▶ MATERIAL SUPPLIED
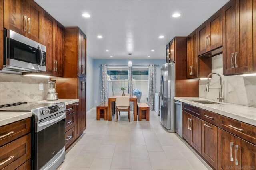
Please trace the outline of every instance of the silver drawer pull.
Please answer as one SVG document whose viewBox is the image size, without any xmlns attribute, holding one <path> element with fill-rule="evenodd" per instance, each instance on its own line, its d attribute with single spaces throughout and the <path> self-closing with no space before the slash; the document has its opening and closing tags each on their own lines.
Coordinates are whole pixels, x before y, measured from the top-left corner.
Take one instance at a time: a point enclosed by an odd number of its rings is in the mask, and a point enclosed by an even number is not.
<svg viewBox="0 0 256 170">
<path fill-rule="evenodd" d="M 9 157 L 8 159 L 5 160 L 3 162 L 2 162 L 1 163 L 0 163 L 0 166 L 1 166 L 3 164 L 9 161 L 11 159 L 12 159 L 14 157 L 13 156 L 10 156 L 10 157 Z"/>
<path fill-rule="evenodd" d="M 13 133 L 14 132 L 13 132 L 12 131 L 11 132 L 10 132 L 9 133 L 8 133 L 7 134 L 5 134 L 5 135 L 3 135 L 2 136 L 0 136 L 0 138 L 2 138 L 2 137 L 6 137 L 6 136 L 8 136 L 8 135 L 11 134 L 12 133 Z"/>
<path fill-rule="evenodd" d="M 69 124 L 70 123 L 70 122 L 72 122 L 72 120 L 69 120 L 68 121 L 66 122 L 65 122 L 65 123 L 66 124 Z"/>
<path fill-rule="evenodd" d="M 209 127 L 209 128 L 212 128 L 212 127 L 211 126 L 209 126 L 209 125 L 207 125 L 207 124 L 204 123 L 204 125 L 205 125 L 205 126 L 206 126 L 206 127 Z"/>
<path fill-rule="evenodd" d="M 228 125 L 228 126 L 229 126 L 230 127 L 231 127 L 232 128 L 234 128 L 235 129 L 238 130 L 239 131 L 243 131 L 243 130 L 242 129 L 238 128 L 237 127 L 236 127 L 234 126 L 232 126 L 231 125 Z"/>
<path fill-rule="evenodd" d="M 69 140 L 69 139 L 70 139 L 72 137 L 72 136 L 68 136 L 68 139 L 65 139 L 65 141 L 68 141 L 68 140 Z"/>
<path fill-rule="evenodd" d="M 209 118 L 209 119 L 214 119 L 214 118 L 213 117 L 210 117 L 210 116 L 208 116 L 208 115 L 204 115 L 204 117 L 207 117 L 208 118 Z"/>
</svg>

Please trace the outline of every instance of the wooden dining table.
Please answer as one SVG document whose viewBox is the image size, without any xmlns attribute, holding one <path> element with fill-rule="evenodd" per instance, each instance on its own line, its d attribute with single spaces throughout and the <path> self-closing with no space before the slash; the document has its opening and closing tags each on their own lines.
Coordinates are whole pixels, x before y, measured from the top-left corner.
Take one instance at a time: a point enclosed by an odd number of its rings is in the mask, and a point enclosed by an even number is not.
<svg viewBox="0 0 256 170">
<path fill-rule="evenodd" d="M 108 121 L 112 121 L 112 117 L 115 112 L 115 102 L 116 101 L 117 96 L 112 96 L 108 98 Z M 133 102 L 133 113 L 134 113 L 134 121 L 137 121 L 137 96 L 130 96 L 130 101 Z M 113 114 L 111 113 L 111 109 Z"/>
</svg>

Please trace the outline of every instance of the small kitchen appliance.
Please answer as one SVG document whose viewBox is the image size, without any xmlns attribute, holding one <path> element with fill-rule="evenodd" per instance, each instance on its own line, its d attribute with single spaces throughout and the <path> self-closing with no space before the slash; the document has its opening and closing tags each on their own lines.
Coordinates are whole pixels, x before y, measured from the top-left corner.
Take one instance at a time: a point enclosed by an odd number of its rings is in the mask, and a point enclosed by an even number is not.
<svg viewBox="0 0 256 170">
<path fill-rule="evenodd" d="M 56 80 L 48 80 L 48 93 L 46 96 L 47 100 L 57 100 L 58 99 L 58 93 L 56 92 Z"/>
</svg>

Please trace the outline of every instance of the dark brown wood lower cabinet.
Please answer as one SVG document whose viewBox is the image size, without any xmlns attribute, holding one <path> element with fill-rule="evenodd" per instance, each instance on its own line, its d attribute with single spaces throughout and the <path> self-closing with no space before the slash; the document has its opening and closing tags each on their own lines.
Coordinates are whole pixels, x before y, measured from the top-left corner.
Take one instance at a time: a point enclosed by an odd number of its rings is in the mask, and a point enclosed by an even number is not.
<svg viewBox="0 0 256 170">
<path fill-rule="evenodd" d="M 218 127 L 202 121 L 202 155 L 218 169 Z"/>
</svg>

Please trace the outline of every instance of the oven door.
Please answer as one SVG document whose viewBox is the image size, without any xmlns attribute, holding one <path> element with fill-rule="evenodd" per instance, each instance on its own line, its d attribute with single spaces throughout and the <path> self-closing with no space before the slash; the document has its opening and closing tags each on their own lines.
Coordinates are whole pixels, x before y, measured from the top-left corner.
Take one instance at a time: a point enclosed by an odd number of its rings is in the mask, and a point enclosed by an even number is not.
<svg viewBox="0 0 256 170">
<path fill-rule="evenodd" d="M 66 112 L 63 111 L 36 122 L 36 169 L 40 169 L 46 164 L 47 166 L 50 167 L 57 162 L 52 158 L 65 146 L 65 117 Z M 52 162 L 49 162 L 50 160 Z"/>
<path fill-rule="evenodd" d="M 46 70 L 46 47 L 12 30 L 4 31 L 6 70 L 24 71 Z"/>
</svg>

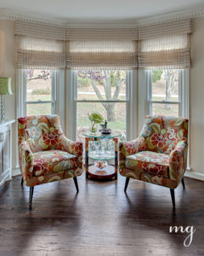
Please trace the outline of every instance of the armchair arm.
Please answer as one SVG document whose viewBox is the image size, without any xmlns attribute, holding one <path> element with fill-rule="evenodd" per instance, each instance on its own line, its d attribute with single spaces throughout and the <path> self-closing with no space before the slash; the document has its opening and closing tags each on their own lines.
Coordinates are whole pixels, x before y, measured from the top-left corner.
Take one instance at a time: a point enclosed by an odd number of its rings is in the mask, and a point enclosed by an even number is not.
<svg viewBox="0 0 204 256">
<path fill-rule="evenodd" d="M 123 142 L 119 143 L 119 167 L 125 167 L 125 159 L 130 154 L 136 154 L 146 149 L 145 139 L 139 136 L 131 142 Z"/>
<path fill-rule="evenodd" d="M 26 177 L 33 177 L 34 157 L 27 142 L 23 141 L 20 146 L 20 164 L 21 173 Z"/>
<path fill-rule="evenodd" d="M 83 144 L 81 142 L 73 142 L 68 139 L 65 135 L 60 137 L 61 148 L 71 154 L 76 156 L 78 160 L 77 166 L 82 168 L 82 154 L 83 154 Z"/>
<path fill-rule="evenodd" d="M 187 143 L 182 141 L 176 145 L 170 154 L 169 176 L 172 180 L 177 180 L 178 183 L 179 183 L 186 170 L 187 149 Z"/>
</svg>

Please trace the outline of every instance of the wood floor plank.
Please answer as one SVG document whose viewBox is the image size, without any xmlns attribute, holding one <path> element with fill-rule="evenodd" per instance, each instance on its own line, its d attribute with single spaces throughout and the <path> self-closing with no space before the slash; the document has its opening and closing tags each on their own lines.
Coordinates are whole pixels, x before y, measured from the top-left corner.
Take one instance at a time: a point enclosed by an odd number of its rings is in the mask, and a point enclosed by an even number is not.
<svg viewBox="0 0 204 256">
<path fill-rule="evenodd" d="M 33 209 L 20 177 L 0 188 L 0 255 L 204 255 L 204 183 L 185 178 L 185 190 L 169 189 L 125 178 L 99 182 L 78 177 L 37 186 Z M 170 226 L 196 229 L 188 236 Z"/>
</svg>

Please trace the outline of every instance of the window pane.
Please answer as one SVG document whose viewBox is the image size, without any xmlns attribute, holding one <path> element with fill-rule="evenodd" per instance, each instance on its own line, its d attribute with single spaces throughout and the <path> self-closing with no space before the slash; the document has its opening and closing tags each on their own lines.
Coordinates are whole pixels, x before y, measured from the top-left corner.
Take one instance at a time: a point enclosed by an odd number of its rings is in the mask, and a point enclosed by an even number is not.
<svg viewBox="0 0 204 256">
<path fill-rule="evenodd" d="M 77 100 L 126 100 L 126 72 L 78 71 Z"/>
<path fill-rule="evenodd" d="M 51 101 L 51 71 L 27 70 L 26 102 Z"/>
<path fill-rule="evenodd" d="M 152 71 L 152 100 L 178 102 L 178 70 Z"/>
<path fill-rule="evenodd" d="M 122 139 L 126 137 L 126 103 L 101 103 L 78 102 L 77 103 L 77 139 L 83 141 L 82 135 L 84 130 L 89 130 L 91 123 L 88 113 L 98 112 L 108 122 L 108 128 L 122 132 Z M 107 118 L 108 117 L 108 118 Z M 100 128 L 100 126 L 99 126 Z"/>
<path fill-rule="evenodd" d="M 178 117 L 178 105 L 152 103 L 152 114 Z"/>
<path fill-rule="evenodd" d="M 51 103 L 27 104 L 27 115 L 51 114 Z"/>
</svg>

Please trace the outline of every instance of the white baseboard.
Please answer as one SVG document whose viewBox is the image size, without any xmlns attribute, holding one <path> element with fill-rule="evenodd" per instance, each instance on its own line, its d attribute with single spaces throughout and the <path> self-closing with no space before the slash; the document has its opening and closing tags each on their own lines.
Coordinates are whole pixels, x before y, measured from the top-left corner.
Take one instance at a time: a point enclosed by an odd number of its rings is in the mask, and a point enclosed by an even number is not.
<svg viewBox="0 0 204 256">
<path fill-rule="evenodd" d="M 11 173 L 12 177 L 15 177 L 15 176 L 19 176 L 19 175 L 21 175 L 20 168 L 14 168 L 12 170 L 12 173 Z"/>
<path fill-rule="evenodd" d="M 12 177 L 15 177 L 19 175 L 21 175 L 20 168 L 15 168 L 12 170 Z M 201 172 L 187 170 L 184 173 L 184 177 L 189 177 L 201 181 L 204 181 L 204 173 L 201 173 Z"/>
<path fill-rule="evenodd" d="M 186 171 L 184 173 L 184 177 L 189 177 L 201 181 L 204 181 L 204 173 L 201 172 Z"/>
</svg>

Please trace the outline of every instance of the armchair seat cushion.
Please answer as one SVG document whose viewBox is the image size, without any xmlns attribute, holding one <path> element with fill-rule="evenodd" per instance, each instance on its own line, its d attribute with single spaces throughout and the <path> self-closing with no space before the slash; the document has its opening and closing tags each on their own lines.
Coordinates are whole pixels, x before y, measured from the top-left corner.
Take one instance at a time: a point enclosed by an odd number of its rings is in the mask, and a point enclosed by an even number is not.
<svg viewBox="0 0 204 256">
<path fill-rule="evenodd" d="M 152 151 L 141 151 L 127 156 L 127 168 L 169 177 L 169 155 Z"/>
<path fill-rule="evenodd" d="M 33 154 L 33 175 L 59 172 L 77 167 L 76 155 L 62 150 L 39 151 Z"/>
</svg>

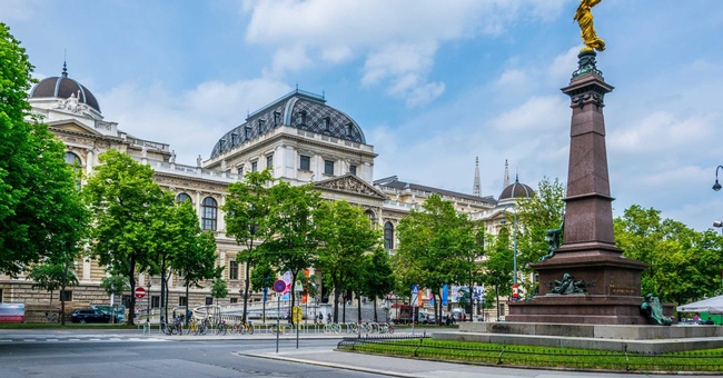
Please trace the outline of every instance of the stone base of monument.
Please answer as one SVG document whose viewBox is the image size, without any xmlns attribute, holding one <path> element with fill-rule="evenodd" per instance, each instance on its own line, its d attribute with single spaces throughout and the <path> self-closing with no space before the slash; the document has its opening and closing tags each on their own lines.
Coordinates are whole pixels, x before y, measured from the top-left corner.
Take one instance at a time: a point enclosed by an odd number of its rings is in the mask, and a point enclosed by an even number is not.
<svg viewBox="0 0 723 378">
<path fill-rule="evenodd" d="M 723 348 L 723 327 L 611 326 L 533 322 L 460 322 L 433 339 L 594 350 L 668 352 Z"/>
</svg>

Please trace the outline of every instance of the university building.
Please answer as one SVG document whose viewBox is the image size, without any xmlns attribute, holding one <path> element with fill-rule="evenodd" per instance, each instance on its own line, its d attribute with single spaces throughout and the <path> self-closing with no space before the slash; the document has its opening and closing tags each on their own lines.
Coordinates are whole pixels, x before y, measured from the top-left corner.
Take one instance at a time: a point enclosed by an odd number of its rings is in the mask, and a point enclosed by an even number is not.
<svg viewBox="0 0 723 378">
<path fill-rule="evenodd" d="M 483 222 L 487 232 L 496 235 L 505 211 L 514 211 L 514 200 L 532 193 L 529 187 L 515 180 L 509 183 L 505 167 L 505 185 L 498 198 L 479 193 L 479 168 L 475 167 L 473 193 L 400 181 L 396 176 L 374 180 L 377 153 L 367 141 L 361 127 L 348 115 L 327 105 L 324 96 L 294 90 L 249 113 L 240 126 L 232 127 L 212 146 L 210 156 L 198 156 L 195 166 L 176 162 L 176 152 L 162 141 L 146 140 L 122 131 L 122 126 L 107 120 L 93 93 L 62 69 L 59 77 L 37 83 L 29 93 L 32 113 L 39 116 L 56 137 L 66 145 L 66 161 L 93 173 L 98 156 L 115 149 L 131 156 L 155 170 L 156 181 L 190 200 L 200 226 L 216 236 L 217 265 L 224 267 L 229 296 L 221 304 L 241 302 L 244 266 L 236 256 L 238 246 L 225 233 L 224 212 L 229 183 L 242 180 L 245 172 L 273 168 L 275 179 L 293 185 L 313 183 L 327 200 L 345 200 L 363 207 L 369 219 L 384 230 L 384 246 L 390 253 L 397 247 L 395 229 L 413 208 L 419 208 L 432 193 L 452 201 L 459 212 Z M 199 147 L 207 150 L 208 147 Z M 82 182 L 79 182 L 82 186 Z M 507 209 L 509 208 L 509 209 Z M 53 302 L 63 296 L 70 306 L 108 305 L 109 296 L 100 288 L 105 267 L 91 258 L 71 266 L 79 285 L 53 295 Z M 138 286 L 147 296 L 141 308 L 160 307 L 160 278 L 140 273 Z M 202 289 L 186 289 L 180 279 L 170 277 L 169 307 L 200 306 L 210 297 L 210 282 Z M 47 304 L 49 294 L 31 288 L 23 275 L 12 278 L 0 275 L 0 301 Z M 125 296 L 125 300 L 129 299 Z M 260 298 L 260 295 L 259 295 Z M 118 301 L 118 299 L 116 299 Z"/>
</svg>

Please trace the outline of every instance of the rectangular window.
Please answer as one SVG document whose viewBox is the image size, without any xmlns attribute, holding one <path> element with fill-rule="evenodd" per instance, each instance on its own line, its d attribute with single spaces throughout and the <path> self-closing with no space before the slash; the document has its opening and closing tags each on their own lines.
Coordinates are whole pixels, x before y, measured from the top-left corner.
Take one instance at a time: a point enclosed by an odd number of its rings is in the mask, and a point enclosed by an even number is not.
<svg viewBox="0 0 723 378">
<path fill-rule="evenodd" d="M 334 161 L 324 160 L 324 175 L 334 176 Z"/>
<path fill-rule="evenodd" d="M 60 295 L 58 297 L 59 297 L 58 298 L 59 300 L 65 300 L 67 302 L 71 302 L 72 301 L 72 290 L 65 290 L 65 291 L 60 290 Z"/>
<path fill-rule="evenodd" d="M 299 163 L 299 169 L 311 170 L 311 158 L 301 155 L 301 162 Z"/>
<path fill-rule="evenodd" d="M 234 260 L 228 265 L 228 279 L 238 279 L 238 263 Z"/>
</svg>

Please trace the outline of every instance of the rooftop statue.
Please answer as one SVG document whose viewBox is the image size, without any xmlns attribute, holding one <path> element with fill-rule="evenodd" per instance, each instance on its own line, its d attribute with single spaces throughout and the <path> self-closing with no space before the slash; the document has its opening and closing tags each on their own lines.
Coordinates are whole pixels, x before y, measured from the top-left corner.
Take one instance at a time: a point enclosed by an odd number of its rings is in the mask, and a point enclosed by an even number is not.
<svg viewBox="0 0 723 378">
<path fill-rule="evenodd" d="M 597 51 L 605 50 L 605 41 L 597 37 L 595 28 L 593 27 L 593 13 L 591 9 L 600 3 L 602 0 L 581 0 L 577 11 L 575 11 L 575 21 L 580 23 L 580 36 L 585 42 L 585 47 L 580 51 Z"/>
</svg>

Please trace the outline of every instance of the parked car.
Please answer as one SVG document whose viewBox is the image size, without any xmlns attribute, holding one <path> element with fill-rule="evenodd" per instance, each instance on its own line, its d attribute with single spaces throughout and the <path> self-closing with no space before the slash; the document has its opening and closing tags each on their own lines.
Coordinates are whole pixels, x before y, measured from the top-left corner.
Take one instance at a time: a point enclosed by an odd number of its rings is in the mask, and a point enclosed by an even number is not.
<svg viewBox="0 0 723 378">
<path fill-rule="evenodd" d="M 93 308 L 79 308 L 70 314 L 70 321 L 72 322 L 110 322 L 111 316 L 93 309 Z"/>
</svg>

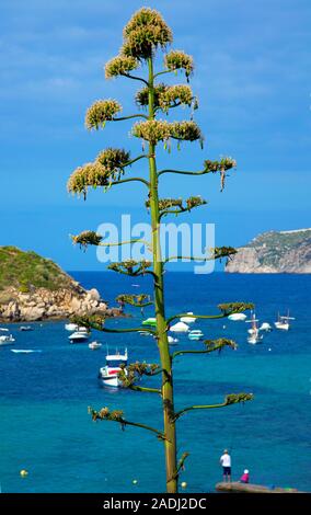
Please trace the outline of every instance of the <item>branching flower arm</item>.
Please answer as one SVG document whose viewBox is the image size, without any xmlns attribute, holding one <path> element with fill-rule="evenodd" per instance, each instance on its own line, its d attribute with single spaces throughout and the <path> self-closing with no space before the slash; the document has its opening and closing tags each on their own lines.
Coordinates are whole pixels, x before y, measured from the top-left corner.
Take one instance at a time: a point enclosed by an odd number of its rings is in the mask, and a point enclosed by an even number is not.
<svg viewBox="0 0 311 515">
<path fill-rule="evenodd" d="M 110 411 L 108 408 L 102 408 L 102 410 L 96 411 L 96 410 L 93 410 L 92 408 L 89 408 L 89 413 L 91 414 L 92 420 L 94 422 L 103 421 L 103 420 L 111 421 L 111 422 L 118 422 L 123 430 L 127 425 L 133 425 L 135 427 L 140 427 L 141 430 L 150 431 L 151 433 L 156 434 L 158 436 L 158 438 L 160 438 L 160 439 L 165 438 L 164 434 L 161 431 L 156 430 L 154 427 L 151 427 L 150 425 L 140 424 L 138 422 L 130 422 L 130 421 L 124 419 L 124 416 L 123 416 L 124 413 L 123 413 L 122 410 Z"/>
<path fill-rule="evenodd" d="M 205 351 L 176 351 L 172 354 L 172 359 L 177 356 L 183 356 L 184 354 L 209 354 L 216 351 L 222 351 L 223 347 L 228 346 L 235 351 L 238 345 L 233 340 L 229 340 L 226 337 L 220 337 L 218 340 L 205 340 L 204 344 L 206 345 Z"/>
<path fill-rule="evenodd" d="M 176 421 L 177 419 L 183 416 L 185 413 L 193 411 L 193 410 L 214 410 L 217 408 L 226 408 L 227 405 L 251 401 L 253 400 L 253 398 L 254 398 L 253 393 L 230 393 L 229 396 L 226 397 L 224 401 L 220 402 L 219 404 L 200 404 L 200 405 L 189 405 L 187 408 L 184 408 L 183 410 L 177 411 L 174 414 L 174 420 Z"/>
<path fill-rule="evenodd" d="M 173 321 L 181 317 L 189 317 L 189 318 L 200 318 L 200 319 L 221 319 L 229 317 L 229 314 L 233 313 L 242 313 L 249 309 L 254 309 L 254 305 L 252 302 L 228 302 L 228 304 L 219 304 L 218 308 L 221 311 L 221 314 L 189 314 L 189 313 L 178 313 L 174 314 L 173 317 L 166 320 L 168 325 Z"/>
</svg>

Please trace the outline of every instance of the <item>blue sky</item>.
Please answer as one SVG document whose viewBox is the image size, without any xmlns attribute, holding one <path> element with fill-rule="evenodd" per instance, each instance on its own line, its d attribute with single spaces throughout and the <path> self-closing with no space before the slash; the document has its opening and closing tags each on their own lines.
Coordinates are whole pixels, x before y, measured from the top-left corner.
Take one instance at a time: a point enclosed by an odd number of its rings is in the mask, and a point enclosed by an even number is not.
<svg viewBox="0 0 311 515">
<path fill-rule="evenodd" d="M 100 98 L 131 112 L 136 82 L 105 81 L 103 66 L 143 4 L 161 11 L 173 46 L 194 56 L 196 121 L 206 138 L 204 151 L 195 144 L 161 151 L 160 165 L 196 170 L 219 154 L 238 161 L 223 193 L 214 176 L 166 175 L 162 196 L 207 198 L 192 219 L 216 224 L 218 244 L 310 227 L 310 0 L 0 0 L 0 244 L 33 249 L 67 270 L 102 270 L 69 233 L 117 224 L 122 213 L 146 220 L 140 186 L 91 192 L 87 203 L 66 191 L 71 171 L 101 149 L 140 151 L 128 139 L 130 123 L 88 133 L 84 113 Z"/>
</svg>

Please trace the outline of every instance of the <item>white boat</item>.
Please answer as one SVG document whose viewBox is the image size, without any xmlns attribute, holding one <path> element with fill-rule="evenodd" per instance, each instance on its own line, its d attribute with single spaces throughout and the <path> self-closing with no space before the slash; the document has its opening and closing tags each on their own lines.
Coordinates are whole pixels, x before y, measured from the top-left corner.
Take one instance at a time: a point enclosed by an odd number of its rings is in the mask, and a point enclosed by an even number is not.
<svg viewBox="0 0 311 515">
<path fill-rule="evenodd" d="M 11 348 L 11 352 L 14 354 L 33 354 L 33 353 L 41 353 L 39 350 L 32 350 L 32 348 Z"/>
<path fill-rule="evenodd" d="M 78 331 L 79 325 L 77 323 L 66 323 L 65 329 L 66 331 Z"/>
<path fill-rule="evenodd" d="M 244 320 L 246 320 L 246 314 L 244 313 L 232 313 L 232 314 L 229 314 L 228 317 L 228 320 L 231 320 L 232 322 L 243 322 Z"/>
<path fill-rule="evenodd" d="M 178 342 L 178 339 L 169 335 L 168 342 L 169 342 L 169 345 L 176 345 L 176 343 Z"/>
<path fill-rule="evenodd" d="M 289 320 L 295 320 L 293 317 L 289 317 L 289 311 L 287 312 L 287 316 L 280 316 L 278 313 L 277 317 L 277 322 L 275 322 L 276 329 L 281 329 L 283 331 L 288 331 L 290 328 Z"/>
<path fill-rule="evenodd" d="M 100 342 L 91 342 L 89 343 L 89 348 L 92 351 L 97 351 L 97 348 L 101 348 L 102 344 Z"/>
<path fill-rule="evenodd" d="M 12 336 L 12 334 L 9 334 L 9 335 L 2 334 L 0 336 L 0 345 L 11 345 L 14 342 L 15 342 L 15 339 Z"/>
<path fill-rule="evenodd" d="M 189 327 L 185 322 L 177 322 L 170 328 L 173 333 L 187 333 Z"/>
<path fill-rule="evenodd" d="M 260 333 L 256 314 L 252 313 L 252 318 L 250 320 L 245 320 L 245 322 L 252 324 L 252 328 L 247 330 L 247 333 L 250 334 L 247 336 L 247 342 L 252 345 L 260 343 L 264 336 Z"/>
<path fill-rule="evenodd" d="M 188 339 L 189 340 L 201 340 L 204 336 L 203 332 L 200 329 L 194 329 L 193 331 L 189 332 Z"/>
<path fill-rule="evenodd" d="M 100 368 L 99 379 L 104 386 L 118 388 L 122 386 L 122 381 L 118 378 L 118 374 L 122 368 L 120 365 L 127 365 L 127 348 L 124 354 L 116 352 L 115 354 L 106 354 L 106 366 Z M 126 370 L 125 370 L 126 373 Z"/>
<path fill-rule="evenodd" d="M 80 327 L 78 325 L 78 323 L 66 323 L 65 329 L 66 331 L 70 331 L 70 332 L 74 332 L 74 331 L 88 332 L 87 328 Z"/>
<path fill-rule="evenodd" d="M 76 331 L 74 333 L 70 334 L 68 339 L 70 340 L 70 343 L 77 343 L 77 342 L 85 342 L 89 340 L 90 333 L 88 331 Z"/>
<path fill-rule="evenodd" d="M 192 311 L 188 311 L 187 314 L 193 314 Z M 196 318 L 195 317 L 181 317 L 181 322 L 185 322 L 185 323 L 194 323 L 196 321 Z"/>
</svg>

▶ THE EXERCISE
Express the records as a Markdown table with the columns Row and Line, one numbered row per line. Begin at the start of the records, stop after the line that contains "69 124 L 70", and leave out blank lines and pictures.

▶ OUTPUT FOR THIS EXERCISE
| Row | Line |
|---|---|
| 1 | Please trace the outline of every instance of the silver drawer pull. |
| 2 | Please answer as one SVG document whose viewBox is the image size, without any xmlns attribute, holding one <path> element with fill-rule="evenodd" per instance, each instance on its own line, its d attribute with single spaces throughout and the <path> self-closing with no space before the slash; the document has its opening and closing tags each on their own lines. |
| 3 | Coordinates are whole pixels, x before y, measured from the top-left corner. |
| 4 | Take one instance at a time: a point enclosed by an odd number of its rings is in the mask, and a point enclosed by an even number is not. |
| 5 | <svg viewBox="0 0 256 170"> |
| 6 | <path fill-rule="evenodd" d="M 9 157 L 8 159 L 5 160 L 3 162 L 2 162 L 1 163 L 0 163 L 0 166 L 1 166 L 3 164 L 9 161 L 11 159 L 12 159 L 14 157 L 13 156 L 10 156 L 10 157 Z"/> |
| 7 | <path fill-rule="evenodd" d="M 13 133 L 14 132 L 13 132 L 12 131 L 11 132 L 10 132 L 9 133 L 8 133 L 7 134 L 5 134 L 5 135 L 3 135 L 2 136 L 0 136 L 0 138 L 2 138 L 2 137 L 6 137 L 6 136 L 8 136 L 8 135 L 11 134 L 12 133 Z"/> |
| 8 | <path fill-rule="evenodd" d="M 69 124 L 70 123 L 70 122 L 72 122 L 72 120 L 69 120 L 68 121 L 66 122 L 65 122 L 65 123 L 66 124 Z"/> |